» Description of the task:
Restate the full set of records exactly, word for word.

» Extracted material:
###

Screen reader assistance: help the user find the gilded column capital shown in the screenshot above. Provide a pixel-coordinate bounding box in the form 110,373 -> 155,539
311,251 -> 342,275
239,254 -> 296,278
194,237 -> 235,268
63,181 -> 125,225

###

» Written answer:
Screen reader assistance: help the user find the gilded column capital shown in the screenshot above. Provide a pixel-coordinate bounding box in the form 110,373 -> 155,539
311,251 -> 342,275
239,254 -> 296,278
194,237 -> 235,268
63,181 -> 125,225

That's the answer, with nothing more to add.